Guys,

I've been playing with reducers on and off for a while but have been 
frustrated because they don't seem to fit a particular usecase that I have 
in mind... specifically: getting as many associations into a hash-map as as 
I can in as short a time as possible.

My understanding of the reason for this is that reducers practice a divide 
and conquer strategy. The incoming sequence is divided up. Each 
sub-sequence is reduced into a sub-result (possibly in parallel) and then 
the sub-results are combined into the the final outgoing result.

Unfortunately, there does not seem to be a better way of combining two 
hash-maps other than to read each entry from one and create a new 
corresponding association in the other. This means that each recombination 
in the above process essentially repeats most of the work already performed 
in the previous reduction stage.

Hash-sets are implemented via hash-maps, and simpler with which to 
demonstrate this problem:

user=> (def a (doall (range 10000000)))
#'user/a
user=> (def b (doall (range 5000000 15000000)))
#'user/b
user=> (time (def c (into #{} a)))
"Elapsed time: 6319.392669 msecs"
#'user/c
user=> (time (def d (into #{} b)))
"Elapsed time: 5389.805233 msecs"
#'user/d
user=> (time (def e (into c d)))
"Elapsed time: 8486.032191 msecs"
#'user/e


In the example above, you can see that the reduction into hash-sets of two 
overlapping lists of 10,000,000 elements takes 6.3 and 5.4 seconds. This 
stage can be carried out in parallel i.e. time elapsed for this stage would 
be 6.3 seconds - but we now have two hash-sets and we want one, so we have 
to combine them.


user=> (time (def e (into c d)))
"Elapsed time: 8486.032191 msecs"
#'user/e

As you can see, all the advantages of splitting the original sequence into 
2 and processing the two halves in parallel are lost since the 
recombination or their results takes 8.5 seconds - more than we saved by 
doing the reduction in parallel.

So, what can we do about it ?

I had a look at the code for PersistentHashMap (PersistentHashSet uses 
PersistantHashMap internally). I realised that it was possible to "splice" 
together the internal structure of two hash maps into a single one without 
repeating most of the work required to build one from scratch. So, I had a 
go at implementing it:


user=> (time (def f (clojure.lang.PersistentHashSet/splice c d)))
"Elapsed time: 3052.690911 msecs"
#'user/f

and:

user=> (= e f)
true

Whilst this is still adding 3 seconds to our time, that 3 seconds is half 
the time that we would have added had we executed the second reduction in 
serial, rather than in parallel.

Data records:
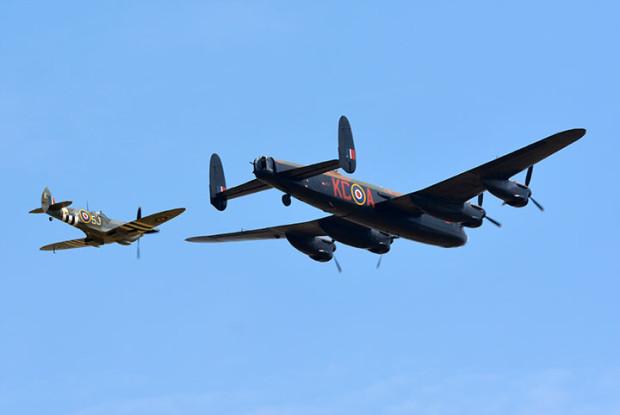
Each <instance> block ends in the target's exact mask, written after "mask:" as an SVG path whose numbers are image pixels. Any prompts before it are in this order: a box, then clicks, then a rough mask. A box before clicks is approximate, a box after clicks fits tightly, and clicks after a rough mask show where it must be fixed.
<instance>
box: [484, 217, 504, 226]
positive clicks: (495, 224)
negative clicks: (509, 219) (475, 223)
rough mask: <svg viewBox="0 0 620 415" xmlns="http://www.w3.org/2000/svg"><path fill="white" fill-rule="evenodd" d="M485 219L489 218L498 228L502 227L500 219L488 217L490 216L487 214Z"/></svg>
mask: <svg viewBox="0 0 620 415" xmlns="http://www.w3.org/2000/svg"><path fill="white" fill-rule="evenodd" d="M485 219H487V220H488V221H489V222H491V223H492V224H493V225H495V226H497V227H498V228H501V227H502V224H501V223H499V222H498V221H496V220H495V219H493V218H490V217H488V216H485Z"/></svg>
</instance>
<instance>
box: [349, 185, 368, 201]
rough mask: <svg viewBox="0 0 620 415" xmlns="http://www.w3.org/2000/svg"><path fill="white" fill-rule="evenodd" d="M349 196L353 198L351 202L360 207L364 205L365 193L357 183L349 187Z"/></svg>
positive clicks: (364, 200) (365, 200) (362, 189)
mask: <svg viewBox="0 0 620 415" xmlns="http://www.w3.org/2000/svg"><path fill="white" fill-rule="evenodd" d="M351 196H353V201H354V202H355V203H357V204H358V205H360V206H361V205H363V204H365V203H366V192H365V191H364V189H363V188H362V186H360V185H359V184H357V183H353V184H352V185H351Z"/></svg>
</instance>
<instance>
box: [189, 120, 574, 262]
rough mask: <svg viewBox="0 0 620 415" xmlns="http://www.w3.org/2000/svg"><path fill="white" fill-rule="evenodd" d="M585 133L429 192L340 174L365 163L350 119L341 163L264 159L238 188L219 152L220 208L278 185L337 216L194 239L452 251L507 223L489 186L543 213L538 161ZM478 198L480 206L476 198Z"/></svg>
mask: <svg viewBox="0 0 620 415" xmlns="http://www.w3.org/2000/svg"><path fill="white" fill-rule="evenodd" d="M585 133H586V130H584V129H580V128H578V129H573V130H567V131H563V132H560V133H557V134H554V135H552V136H550V137H547V138H545V139H542V140H540V141H537V142H535V143H534V144H530V145H529V146H526V147H523V148H521V149H519V150H517V151H514V152H512V153H510V154H507V155H505V156H503V157H500V158H497V159H495V160H493V161H490V162H488V163H485V164H482V165H480V166H478V167H475V168H473V169H471V170H468V171H466V172H464V173H461V174H458V175H456V176H454V177H451V178H449V179H447V180H444V181H442V182H439V183H436V184H434V185H432V186H429V187H427V188H425V189H422V190H418V191H415V192H413V193H407V194H400V193H397V192H394V191H391V190H387V189H384V188H382V187H379V186H374V185H371V184H367V183H364V182H361V181H359V180H356V179H353V178H350V177H347V176H344V175H342V174H340V173H339V172H336V171H335V170H337V169H338V168H342V169H343V170H344V171H345V172H347V173H349V174H351V173H353V172H354V171H355V167H356V161H357V155H356V152H355V146H354V143H353V134H352V132H351V126H350V124H349V121H348V120H347V118H346V117H344V116H342V117H341V118H340V122H339V125H338V159H337V160H336V159H334V160H329V161H324V162H321V163H317V164H312V165H309V166H302V165H299V164H295V163H291V162H287V161H282V160H277V159H274V158H273V157H269V156H260V157H258V158H256V159H255V160H254V162H253V167H254V175H255V176H256V178H255V179H254V180H251V181H249V182H247V183H244V184H242V185H239V186H236V187H232V188H230V189H228V188H226V181H225V178H224V170H223V167H222V162H221V160H220V157H219V156H218V155H217V154H213V155H212V156H211V161H210V168H209V181H210V183H209V192H210V200H211V204H212V205H213V206H214V207H215V208H216V209H218V210H220V211H223V210H224V209H226V205H227V202H228V200H230V199H234V198H237V197H241V196H246V195H249V194H252V193H256V192H260V191H263V190H267V189H271V188H275V189H278V190H280V191H281V192H283V193H284V195H283V196H282V202H283V203H284V205H285V206H289V205H290V204H291V197H294V198H296V199H298V200H301V201H302V202H305V203H308V204H310V205H312V206H314V207H317V208H319V209H321V210H323V211H325V212H327V213H329V216H326V217H323V218H320V219H316V220H312V221H309V222H302V223H294V224H290V225H280V226H274V227H269V228H264V229H256V230H248V231H241V232H233V233H225V234H219V235H209V236H197V237H192V238H188V239H186V240H187V241H189V242H229V241H248V240H262V239H281V238H284V239H286V240H287V241H288V242H289V243H290V244H291V245H292V246H293V247H295V248H296V249H297V250H299V251H301V252H303V253H304V254H306V255H308V256H309V257H310V258H312V259H314V260H315V261H319V262H327V261H330V260H331V259H332V258H333V255H334V251H335V250H336V244H335V241H338V242H341V243H343V244H346V245H351V246H353V247H356V248H362V249H366V250H368V251H370V252H373V253H376V254H385V253H387V252H388V251H389V250H390V246H391V244H392V242H393V241H394V239H396V238H404V239H410V240H412V241H416V242H421V243H425V244H430V245H436V246H441V247H446V248H448V247H458V246H463V245H465V243H466V242H467V234H466V233H465V228H477V227H479V226H481V225H482V223H483V220H484V219H487V220H488V221H490V222H491V223H493V224H495V225H497V226H501V225H500V224H499V223H498V222H497V221H496V220H493V219H491V218H489V217H488V216H487V215H486V212H485V210H484V209H483V208H482V201H483V194H484V192H485V191H488V192H489V193H491V194H492V195H494V196H496V197H497V198H499V199H501V200H502V201H503V203H504V204H507V205H510V206H514V207H523V206H526V205H527V204H528V202H529V201H532V203H534V204H535V205H536V206H537V207H538V208H539V209H540V210H543V207H542V206H541V205H540V204H539V203H538V202H537V201H535V200H534V199H533V198H532V190H531V189H530V188H529V187H528V186H529V184H530V180H531V178H532V171H533V166H534V164H536V163H538V162H539V161H541V160H543V159H545V158H546V157H548V156H550V155H551V154H553V153H555V152H557V151H559V150H561V149H563V148H564V147H566V146H568V145H569V144H572V143H573V142H575V141H577V140H579V139H580V138H581V137H583V136H584V135H585ZM524 170H527V173H526V178H525V184H521V183H517V182H515V181H512V180H509V179H510V178H511V177H512V176H514V175H515V174H517V173H519V172H522V171H524ZM476 196H477V197H478V199H477V203H472V202H469V200H470V199H472V198H475V197H476ZM339 268H340V267H339Z"/></svg>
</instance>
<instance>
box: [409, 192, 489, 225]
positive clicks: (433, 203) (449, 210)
mask: <svg viewBox="0 0 620 415" xmlns="http://www.w3.org/2000/svg"><path fill="white" fill-rule="evenodd" d="M410 197H411V201H412V202H413V203H415V204H416V206H418V207H419V208H420V209H422V210H423V211H424V212H425V213H428V214H429V215H431V216H434V217H436V218H439V219H443V220H447V221H448V222H456V223H460V224H462V225H463V226H468V227H470V228H477V227H479V226H481V225H482V219H484V217H485V216H486V212H485V211H484V209H482V208H481V207H480V206H477V205H472V204H471V203H448V202H444V201H442V200H437V199H433V198H429V197H424V196H419V195H415V194H413V195H411V196H410Z"/></svg>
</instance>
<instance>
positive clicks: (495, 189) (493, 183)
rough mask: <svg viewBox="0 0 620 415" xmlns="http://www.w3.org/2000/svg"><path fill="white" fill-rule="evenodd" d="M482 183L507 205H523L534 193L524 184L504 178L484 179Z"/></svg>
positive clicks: (489, 191)
mask: <svg viewBox="0 0 620 415" xmlns="http://www.w3.org/2000/svg"><path fill="white" fill-rule="evenodd" d="M482 184H484V185H485V187H486V188H487V189H488V190H489V193H491V194H492V195H493V196H495V197H497V198H499V199H502V200H503V201H504V202H505V203H506V204H507V205H510V206H514V207H523V206H525V205H527V202H528V201H529V199H530V196H531V195H532V191H531V190H530V188H529V187H527V186H526V185H524V184H521V183H517V182H513V181H512V180H503V179H482Z"/></svg>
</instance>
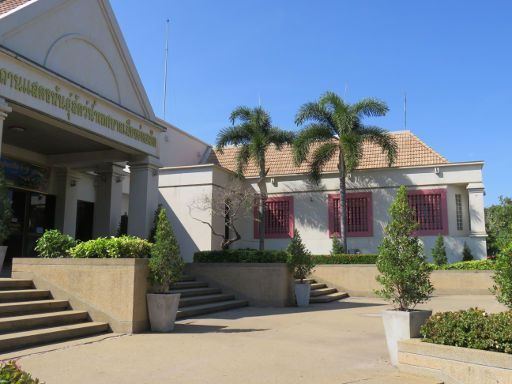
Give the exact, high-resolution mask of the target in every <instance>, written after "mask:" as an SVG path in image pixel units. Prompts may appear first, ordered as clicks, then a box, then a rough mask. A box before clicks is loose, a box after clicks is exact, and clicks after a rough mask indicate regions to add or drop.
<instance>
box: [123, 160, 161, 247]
mask: <svg viewBox="0 0 512 384" xmlns="http://www.w3.org/2000/svg"><path fill="white" fill-rule="evenodd" d="M159 166H160V162H159V161H158V159H157V158H154V157H151V156H148V157H147V158H145V159H144V160H142V161H134V162H131V163H130V202H129V207H128V234H130V235H134V236H138V237H141V238H147V237H148V236H149V231H150V230H151V225H152V223H153V217H154V214H155V210H156V209H157V207H158V168H159Z"/></svg>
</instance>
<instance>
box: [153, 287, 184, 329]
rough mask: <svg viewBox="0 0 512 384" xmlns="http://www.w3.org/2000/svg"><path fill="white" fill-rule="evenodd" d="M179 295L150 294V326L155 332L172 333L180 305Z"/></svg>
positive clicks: (172, 294)
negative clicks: (176, 314)
mask: <svg viewBox="0 0 512 384" xmlns="http://www.w3.org/2000/svg"><path fill="white" fill-rule="evenodd" d="M180 296H181V295H180V294H179V293H148V294H147V296H146V297H147V302H148V313H149V324H150V325H151V331H153V332H170V331H172V330H173V329H174V322H175V321H176V313H178V305H179V303H180Z"/></svg>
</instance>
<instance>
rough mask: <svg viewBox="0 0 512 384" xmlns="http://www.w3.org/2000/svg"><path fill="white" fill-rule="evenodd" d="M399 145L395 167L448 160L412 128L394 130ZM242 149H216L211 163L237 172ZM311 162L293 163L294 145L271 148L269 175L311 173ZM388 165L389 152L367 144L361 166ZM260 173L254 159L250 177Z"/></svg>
mask: <svg viewBox="0 0 512 384" xmlns="http://www.w3.org/2000/svg"><path fill="white" fill-rule="evenodd" d="M391 134H392V135H393V137H395V139H396V141H397V145H398V154H397V158H396V161H395V163H394V164H393V165H392V166H393V167H411V166H422V165H436V164H446V163H448V161H447V160H446V159H445V158H444V157H443V156H441V155H440V154H439V153H437V152H436V151H434V150H433V149H432V148H430V147H429V146H428V145H426V144H425V143H424V142H423V141H421V140H420V139H419V138H418V137H416V136H415V135H414V134H412V133H411V132H409V131H401V132H391ZM237 153H238V148H236V147H226V148H225V149H224V151H223V153H220V152H218V151H216V150H212V152H211V154H210V158H209V159H208V162H209V163H213V164H217V165H220V166H221V167H224V168H226V169H229V170H231V171H234V170H235V169H236V155H237ZM337 158H338V156H333V158H332V159H331V160H330V161H329V162H328V163H327V164H326V165H325V167H324V170H323V173H332V172H337V164H338V162H337ZM308 165H309V163H308V162H304V163H303V164H302V165H301V166H299V167H297V166H295V164H294V162H293V155H292V148H291V146H289V145H288V146H285V147H283V148H282V149H281V151H278V150H277V149H276V148H275V147H271V148H269V149H268V150H267V156H266V166H267V168H269V173H268V176H277V175H293V174H301V173H307V172H308ZM387 166H388V162H387V159H386V155H385V154H384V153H383V152H382V150H381V148H380V147H378V146H377V145H375V144H371V143H365V144H364V147H363V156H362V158H361V161H360V164H359V167H358V168H357V169H372V168H384V167H387ZM257 175H258V169H257V167H256V165H255V164H254V162H252V161H251V162H250V163H249V164H248V166H247V168H246V170H245V176H246V177H253V176H257Z"/></svg>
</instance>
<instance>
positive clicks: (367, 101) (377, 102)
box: [350, 97, 389, 118]
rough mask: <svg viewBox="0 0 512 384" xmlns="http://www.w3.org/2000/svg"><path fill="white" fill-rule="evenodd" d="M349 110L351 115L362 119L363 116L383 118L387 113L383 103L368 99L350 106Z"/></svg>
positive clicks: (358, 102)
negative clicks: (380, 116) (356, 115)
mask: <svg viewBox="0 0 512 384" xmlns="http://www.w3.org/2000/svg"><path fill="white" fill-rule="evenodd" d="M350 110H351V112H352V113H353V114H355V115H357V116H358V117H359V118H362V117H364V116H367V117H373V116H384V115H386V113H388V111H389V108H388V106H387V104H386V103H385V102H383V101H381V100H379V99H375V98H372V97H369V98H366V99H363V100H360V101H358V102H357V103H355V104H352V105H351V106H350Z"/></svg>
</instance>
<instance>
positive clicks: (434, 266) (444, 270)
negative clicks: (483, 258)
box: [431, 260, 496, 271]
mask: <svg viewBox="0 0 512 384" xmlns="http://www.w3.org/2000/svg"><path fill="white" fill-rule="evenodd" d="M431 267H432V269H433V270H442V271H445V270H462V271H474V270H480V271H488V270H494V269H495V268H496V262H495V261H494V260H472V261H459V262H458V263H453V264H444V265H435V264H431Z"/></svg>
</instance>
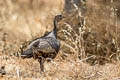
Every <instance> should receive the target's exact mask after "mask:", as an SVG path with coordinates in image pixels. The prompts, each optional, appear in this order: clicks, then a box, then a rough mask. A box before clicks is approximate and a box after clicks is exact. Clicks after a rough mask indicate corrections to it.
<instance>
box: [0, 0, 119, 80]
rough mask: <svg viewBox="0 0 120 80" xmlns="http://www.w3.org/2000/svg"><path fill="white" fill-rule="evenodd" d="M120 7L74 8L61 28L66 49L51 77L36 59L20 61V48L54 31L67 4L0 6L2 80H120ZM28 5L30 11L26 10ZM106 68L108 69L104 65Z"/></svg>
mask: <svg viewBox="0 0 120 80" xmlns="http://www.w3.org/2000/svg"><path fill="white" fill-rule="evenodd" d="M118 3H119V1H118V0H116V1H114V0H113V2H112V0H111V1H107V0H89V1H88V0H87V2H85V3H84V2H81V3H80V4H79V5H76V4H74V2H72V3H71V6H72V7H71V8H72V9H71V12H69V14H68V13H67V11H64V12H63V15H64V16H65V17H66V18H65V19H63V20H62V21H61V22H60V24H59V32H58V37H59V39H60V40H61V44H62V45H61V49H60V52H59V54H58V56H57V57H56V58H55V60H53V61H52V62H50V63H47V62H45V73H41V72H40V68H39V64H38V62H37V60H34V59H24V60H22V59H21V58H20V57H15V56H14V55H17V54H16V52H17V51H18V50H19V48H20V45H21V44H23V43H24V42H25V41H30V40H32V39H34V38H36V37H37V36H41V35H43V34H44V33H45V32H46V31H50V30H52V26H53V24H52V21H53V17H54V15H55V14H56V13H60V12H62V9H63V8H64V0H56V1H55V2H54V0H49V1H48V0H37V1H35V0H1V1H0V67H1V66H5V71H6V75H1V74H0V80H115V79H117V78H119V77H120V71H119V69H120V62H119V57H120V56H119V52H120V49H119V47H120V46H119V45H120V42H119V41H120V37H119V30H120V29H119V25H120V23H119V20H120V19H119V18H120V16H119V12H120V10H119V9H120V7H119V4H118ZM23 4H24V5H23ZM91 64H92V65H91ZM101 64H102V65H101Z"/></svg>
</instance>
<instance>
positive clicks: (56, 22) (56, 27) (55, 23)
mask: <svg viewBox="0 0 120 80" xmlns="http://www.w3.org/2000/svg"><path fill="white" fill-rule="evenodd" d="M57 24H58V22H57V21H56V20H54V29H53V32H54V34H55V37H56V38H57Z"/></svg>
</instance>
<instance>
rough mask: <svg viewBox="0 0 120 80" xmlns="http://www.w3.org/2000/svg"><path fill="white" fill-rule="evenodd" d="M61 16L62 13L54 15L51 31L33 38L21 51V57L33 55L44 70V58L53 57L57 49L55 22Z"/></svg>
mask: <svg viewBox="0 0 120 80" xmlns="http://www.w3.org/2000/svg"><path fill="white" fill-rule="evenodd" d="M62 18H63V16H62V15H57V16H55V18H54V29H53V31H51V32H49V33H47V34H45V35H44V36H42V37H39V38H37V39H35V40H33V41H32V42H31V43H30V45H29V46H28V48H27V50H25V51H23V52H22V53H21V57H22V58H31V57H33V58H35V59H38V61H39V63H40V69H41V71H44V65H43V63H44V61H45V59H46V58H51V59H54V58H55V57H56V55H57V53H58V51H59V48H60V42H59V40H57V24H58V22H59V21H60V20H61V19H62Z"/></svg>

Problem details: Do the following statements agree with the hash-map splicing post above? (a) Hash-sets are implemented via hash-maps. (b) The splice took longer than combining the two hash-sets with into. (c) The spliced set equals the set produced with into. Answer yes or no for each and quote the deciding words of the post.

Solution to this problem:
(a) Yes: "Hash-sets are implemented via hash-maps".
(b) No: the splice shows "Elapsed time: 3052.690911 msecs", while combining with into shows "Elapsed time: 8486.032191 msecs".
(c) Yes: "(= e f)" returns "true".